*PROMPT*
Copy the records below line for line, with every character unchanged, but omit the pictures.

*AVAILABLE DATA*
......

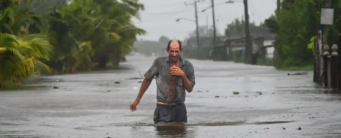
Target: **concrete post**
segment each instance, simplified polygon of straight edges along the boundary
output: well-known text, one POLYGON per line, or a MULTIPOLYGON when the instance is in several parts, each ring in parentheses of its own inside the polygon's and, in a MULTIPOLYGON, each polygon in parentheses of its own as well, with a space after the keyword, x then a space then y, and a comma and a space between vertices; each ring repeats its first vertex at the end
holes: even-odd
POLYGON ((332 70, 332 74, 331 75, 332 78, 332 87, 333 89, 336 89, 338 88, 339 84, 339 65, 338 64, 339 58, 339 54, 338 51, 339 48, 338 45, 336 44, 333 45, 331 46, 331 50, 332 52, 331 53, 331 70, 332 70))
POLYGON ((323 60, 324 60, 324 68, 323 68, 323 73, 324 75, 323 76, 324 82, 324 83, 325 87, 326 87, 328 86, 328 88, 331 88, 331 85, 330 87, 329 87, 329 85, 330 85, 330 83, 331 81, 331 79, 330 80, 330 70, 328 70, 328 68, 330 68, 330 54, 329 53, 329 50, 330 49, 329 48, 329 46, 325 45, 323 46, 323 51, 324 52, 323 52, 323 60), (328 60, 329 59, 329 60, 328 60))

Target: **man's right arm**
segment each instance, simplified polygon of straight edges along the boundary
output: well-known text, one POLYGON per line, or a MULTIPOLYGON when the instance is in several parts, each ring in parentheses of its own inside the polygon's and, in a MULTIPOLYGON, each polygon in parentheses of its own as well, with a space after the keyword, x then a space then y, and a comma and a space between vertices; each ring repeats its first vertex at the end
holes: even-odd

......

*COMPLETED TASK*
Target: **concrete post**
segment each instance, simplified polygon of straight edges along the boundary
output: well-known text, one POLYGON per line, or a MULTIPOLYGON when the instance is in several parts, each ring in parentheses of its own inside the polygon's and, in a MULTIPOLYGON, each polygon in parentheses of its own as well, with a space after the keyword, x then a space then y, and a comma and a space between vertices; each ring repeats its first vertex at the end
holes: even-odd
POLYGON ((332 70, 332 74, 331 75, 332 78, 332 87, 333 89, 336 89, 338 88, 339 84, 339 65, 338 64, 339 58, 339 54, 338 51, 339 48, 338 45, 336 44, 333 45, 331 46, 331 50, 332 52, 331 53, 331 70, 332 70))
POLYGON ((323 60, 324 60, 324 68, 323 68, 323 73, 324 75, 323 76, 324 82, 324 83, 325 87, 326 87, 328 86, 328 88, 331 88, 331 85, 330 87, 329 87, 329 85, 330 85, 330 83, 331 81, 331 79, 330 80, 330 70, 328 70, 328 68, 330 68, 330 54, 329 53, 329 50, 330 49, 329 48, 329 46, 325 45, 323 46, 323 51, 324 52, 323 52, 323 60), (328 60, 329 59, 329 60, 328 60))

Target: **man's right arm**
segment each instance, simplified polygon of straight edges along the boundary
output: well-known text, one POLYGON per line, or a MULTIPOLYGON when the instance is in several parts, each ring in parentheses of its own inside the polygon's and, in a MULTIPOLYGON, each polygon in parentheses of its own as well, with a space after the keyword, x then a space then y, and a comma and a space between vertices; each ring repeats its first vertex at the end
holes: even-odd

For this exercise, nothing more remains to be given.